== Given request ==
Copy every line of the data exactly, leaving nothing out.
>> Begin Items
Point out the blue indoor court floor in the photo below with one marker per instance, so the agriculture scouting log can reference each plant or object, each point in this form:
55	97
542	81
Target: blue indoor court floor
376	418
>> End Items
== Output of the exercise ==
Point out the blue indoor court floor in the photo below with one marker per instance, so the agriculture scouting log can reference each plant or object, each point in this form:
55	97
542	81
Target: blue indoor court floor
376	418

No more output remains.